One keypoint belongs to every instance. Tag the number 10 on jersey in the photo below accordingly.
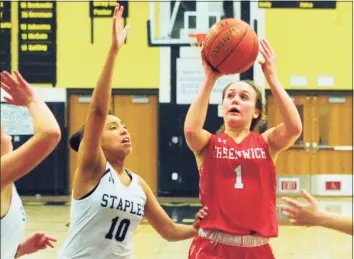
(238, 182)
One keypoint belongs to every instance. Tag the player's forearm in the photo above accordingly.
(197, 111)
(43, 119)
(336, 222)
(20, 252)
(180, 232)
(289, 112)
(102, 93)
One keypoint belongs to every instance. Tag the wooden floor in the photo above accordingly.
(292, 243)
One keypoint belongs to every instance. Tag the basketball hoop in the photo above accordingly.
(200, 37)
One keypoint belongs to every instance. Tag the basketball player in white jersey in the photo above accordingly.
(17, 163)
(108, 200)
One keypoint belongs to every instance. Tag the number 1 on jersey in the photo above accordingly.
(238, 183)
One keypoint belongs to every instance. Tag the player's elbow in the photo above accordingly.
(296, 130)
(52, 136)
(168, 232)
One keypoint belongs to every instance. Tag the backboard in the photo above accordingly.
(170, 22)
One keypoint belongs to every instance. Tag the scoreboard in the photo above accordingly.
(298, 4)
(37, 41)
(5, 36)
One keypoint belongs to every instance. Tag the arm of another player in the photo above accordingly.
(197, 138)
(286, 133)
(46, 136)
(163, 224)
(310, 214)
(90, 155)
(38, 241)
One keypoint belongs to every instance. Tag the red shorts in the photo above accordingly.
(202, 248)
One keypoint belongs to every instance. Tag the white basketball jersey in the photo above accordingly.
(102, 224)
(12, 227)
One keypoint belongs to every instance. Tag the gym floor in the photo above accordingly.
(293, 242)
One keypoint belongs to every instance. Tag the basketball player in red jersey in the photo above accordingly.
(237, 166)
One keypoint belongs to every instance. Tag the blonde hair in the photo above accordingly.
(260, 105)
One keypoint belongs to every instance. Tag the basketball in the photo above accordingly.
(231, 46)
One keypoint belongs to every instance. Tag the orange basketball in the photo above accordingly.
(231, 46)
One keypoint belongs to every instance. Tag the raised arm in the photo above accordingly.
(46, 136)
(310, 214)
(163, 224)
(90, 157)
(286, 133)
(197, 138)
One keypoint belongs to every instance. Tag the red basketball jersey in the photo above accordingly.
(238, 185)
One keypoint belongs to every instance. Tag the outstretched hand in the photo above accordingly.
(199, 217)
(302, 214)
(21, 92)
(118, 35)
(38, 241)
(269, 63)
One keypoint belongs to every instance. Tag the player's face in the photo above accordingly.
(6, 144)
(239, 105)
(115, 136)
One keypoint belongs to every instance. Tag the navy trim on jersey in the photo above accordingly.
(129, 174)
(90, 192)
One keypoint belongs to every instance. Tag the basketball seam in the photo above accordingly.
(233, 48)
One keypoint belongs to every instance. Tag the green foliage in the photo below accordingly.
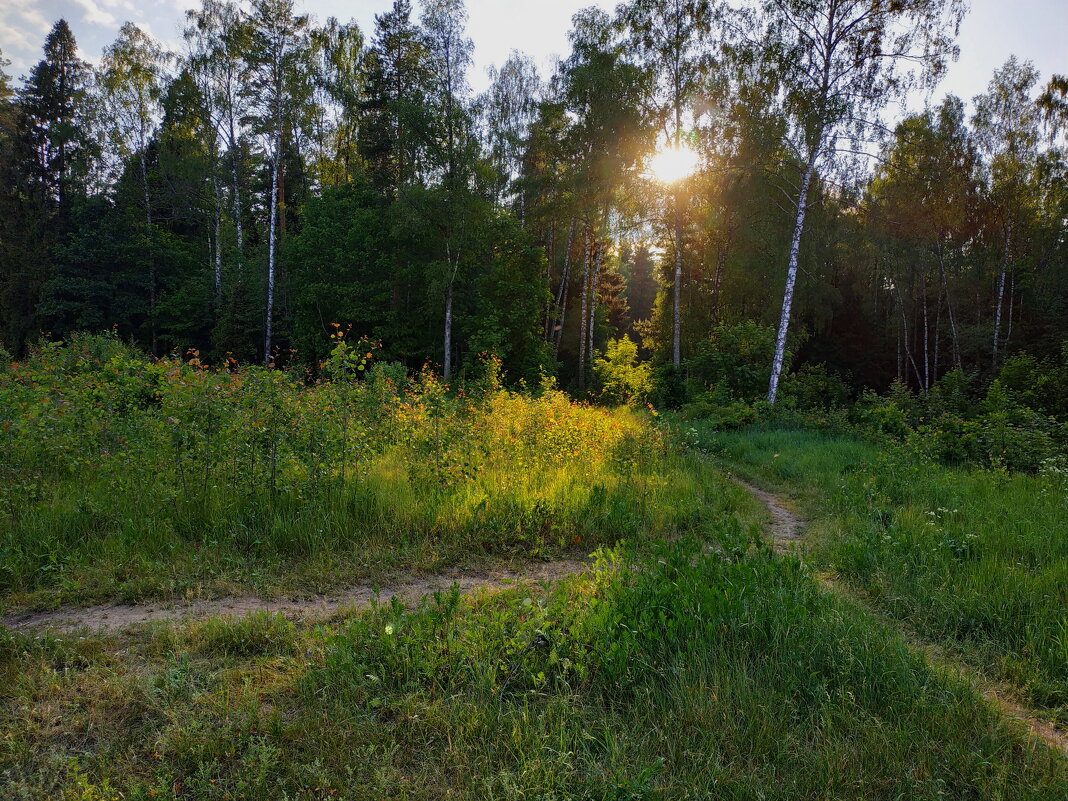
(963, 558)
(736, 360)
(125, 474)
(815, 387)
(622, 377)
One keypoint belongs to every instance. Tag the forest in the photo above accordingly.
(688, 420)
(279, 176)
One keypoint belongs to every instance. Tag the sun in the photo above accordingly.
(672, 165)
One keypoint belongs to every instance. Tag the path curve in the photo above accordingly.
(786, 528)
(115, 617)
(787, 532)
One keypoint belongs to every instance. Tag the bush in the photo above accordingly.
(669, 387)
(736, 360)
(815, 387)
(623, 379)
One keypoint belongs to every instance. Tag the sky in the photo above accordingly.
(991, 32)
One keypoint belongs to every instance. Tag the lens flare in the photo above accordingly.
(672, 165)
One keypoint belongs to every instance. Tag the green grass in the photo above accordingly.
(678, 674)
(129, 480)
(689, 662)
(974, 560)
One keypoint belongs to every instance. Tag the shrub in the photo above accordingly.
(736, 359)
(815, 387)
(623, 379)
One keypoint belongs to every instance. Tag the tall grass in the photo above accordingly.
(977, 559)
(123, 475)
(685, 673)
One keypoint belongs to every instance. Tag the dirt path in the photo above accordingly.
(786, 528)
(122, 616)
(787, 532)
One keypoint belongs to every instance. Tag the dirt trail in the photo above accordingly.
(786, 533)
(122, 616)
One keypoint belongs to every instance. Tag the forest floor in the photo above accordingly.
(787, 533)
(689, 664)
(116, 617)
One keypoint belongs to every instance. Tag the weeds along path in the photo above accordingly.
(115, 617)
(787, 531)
—————
## EXERCISE DESCRIPTION
In your answer, repeat all the entries exactly, but leave out the pictures.

## FINISHED TASK
One keypoint belongs to every instance. Tag the number 10 on jersey in the photo below accordingly.
(238, 182)
One keypoint belongs to every instance. Tag the player's forearm in the photo above accordingly.
(197, 111)
(43, 119)
(336, 222)
(20, 252)
(180, 232)
(289, 112)
(102, 93)
One keypoint belongs to every instance. Tag the wooden floor in the photo above accordingly.
(292, 243)
One keypoint belongs to every instance. Tag the basketball hoop in the photo above accordingly.
(200, 37)
One keypoint belongs to every instance. Tag the basketball player in white jersey in the photo above accordingly.
(17, 163)
(108, 200)
One keypoint belongs to every instance. Tag the number 1 on jersey in the photo above accordingly.
(238, 183)
One keypoint belongs to every instance. Tag the player's elbow in the photo above accordingly.
(296, 130)
(52, 136)
(168, 232)
One keypoint belongs to every instance. Tag the backboard in the photo above accordingly.
(170, 22)
One keypoint belongs to every instance. Tag the scoreboard in the photo above accordingly.
(298, 4)
(37, 41)
(5, 36)
One keypoint belongs to every instance. Tag the arm of another player in the photo above accordingly.
(197, 138)
(286, 133)
(46, 136)
(163, 224)
(310, 214)
(90, 155)
(38, 241)
One keypoint belongs to every instance. Tag the red shorts in the photo above accordingly.
(202, 248)
One keypoint belongs to every instance. Tag the white basketball jersey in the photo above accordingly.
(102, 224)
(12, 227)
One keypoint belongs to every instance. Tag the gym floor in the photo above accordingly.
(293, 242)
One keypoint belongs to every instance. Tag the basketball player in red jersey in the photo above accordingly.
(237, 166)
One keypoint belongs to every instance. Tag the blonde hair in the photo above accordingly.
(260, 105)
One keypoint belongs to every instance. Tag the basketball in the photo above accordingly.
(231, 46)
One keypoint belongs to every instance. Tag the orange basketball in the photo above accordingly.
(231, 46)
One keypoint belongs to every instance. Tag the raised arm in the photo above accordingly.
(46, 136)
(310, 214)
(163, 224)
(90, 157)
(286, 133)
(197, 138)
One keypoint belongs to every instance. Tag the red basketball jersey in the photo above accordingly.
(238, 185)
One keypoint belongs to every instance. Tag the outstretched hand in the photo above accordingly.
(199, 217)
(302, 214)
(21, 92)
(118, 35)
(38, 241)
(269, 63)
One keypoint belongs to every instance. Tag the player's face in the photo above accordingly.
(6, 144)
(239, 105)
(115, 136)
One keypoint belongs to every instance. Tag the navy trim on jersey in the photo above accordingly.
(129, 174)
(90, 192)
One keypoint belongs to every instance. Tag the basketball seam in the photo above accordingly.
(233, 48)
One keypoint belongs to every instance. Tag the green foliage in the photo below accordingly.
(963, 558)
(736, 360)
(125, 474)
(815, 387)
(622, 377)
One keypoint belongs to every instance. Tag the forest in the photo above accordingly.
(688, 420)
(279, 176)
One keypoint belongs to every instance. Tag the sun in the photo above accordingly.
(672, 165)
One keypoint belongs to every instance. Tag the path curve in the photo above accordingly.
(786, 528)
(115, 617)
(787, 532)
One keypoint belongs to every instance. Tag the bush in the photo above accordingly.
(669, 387)
(736, 360)
(815, 387)
(623, 379)
One keypoint belongs to every instance. Tag the sky in the photo above accordingly.
(991, 32)
One keypoint belongs to every instance. Tag the lens flare in the photo above accordingly.
(672, 165)
One keypoint belongs to every instance. Tag the green grass in the photo above accordingly.
(678, 674)
(129, 480)
(689, 662)
(974, 560)
One keypoint belongs to every instance. Tag the shrub in the photo above accordingly.
(736, 359)
(815, 387)
(623, 379)
One keypoint belongs to every instance. Tag the tall grass in the photo above accordingly.
(977, 559)
(123, 475)
(685, 673)
One keypoint belongs to every instance. Tag the dirt path in the photo above accordingly.
(786, 528)
(122, 616)
(787, 532)
One keypoint belongs to every instance. Tag the dirt trail in the photo above accordingly.
(786, 533)
(122, 616)
One keypoint belongs to every instance. Tag the forest floor in the photo above accordingly.
(787, 533)
(689, 664)
(116, 617)
One keypoint belongs to every instance. Tag the weeds along path in the photo above accordingly.
(115, 617)
(787, 531)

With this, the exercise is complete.